Data for this exercise:
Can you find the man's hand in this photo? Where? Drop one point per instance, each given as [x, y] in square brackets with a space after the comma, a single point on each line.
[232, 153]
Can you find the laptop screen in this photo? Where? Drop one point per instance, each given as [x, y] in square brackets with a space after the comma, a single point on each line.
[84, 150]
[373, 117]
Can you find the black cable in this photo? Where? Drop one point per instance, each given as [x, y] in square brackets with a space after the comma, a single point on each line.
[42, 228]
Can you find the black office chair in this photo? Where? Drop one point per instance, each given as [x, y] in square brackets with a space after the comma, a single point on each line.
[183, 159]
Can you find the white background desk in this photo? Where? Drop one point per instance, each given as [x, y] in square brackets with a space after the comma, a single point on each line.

Given problem: Print all of the entries exactly as they are written.

Task answer:
Can you find the man's hand in this photo? Where? Drop one point per instance, each given as [x, y] in square brackets with a space after the comma, a single point on each line.
[232, 153]
Can you find the laptop screen in this photo? Where? Drop one point per instance, each given as [x, y] in square brackets with a space after the comma, a single point on each line.
[84, 150]
[373, 117]
Can you find the black cable in this photo? Where? Drop one point per instance, each given as [x, y] in square brackets with a space after the comma, a single point on each line.
[42, 228]
Can you find the black office chair in this photo? Where? Drop one point per instance, each given as [x, y] in square brackets with a space after the comma, a single point on each line.
[183, 159]
Can you find the white background desk in this photo? Where? Drop one point per instance, each given as [x, y] in square brackets with a space after the comma, a single point on each line.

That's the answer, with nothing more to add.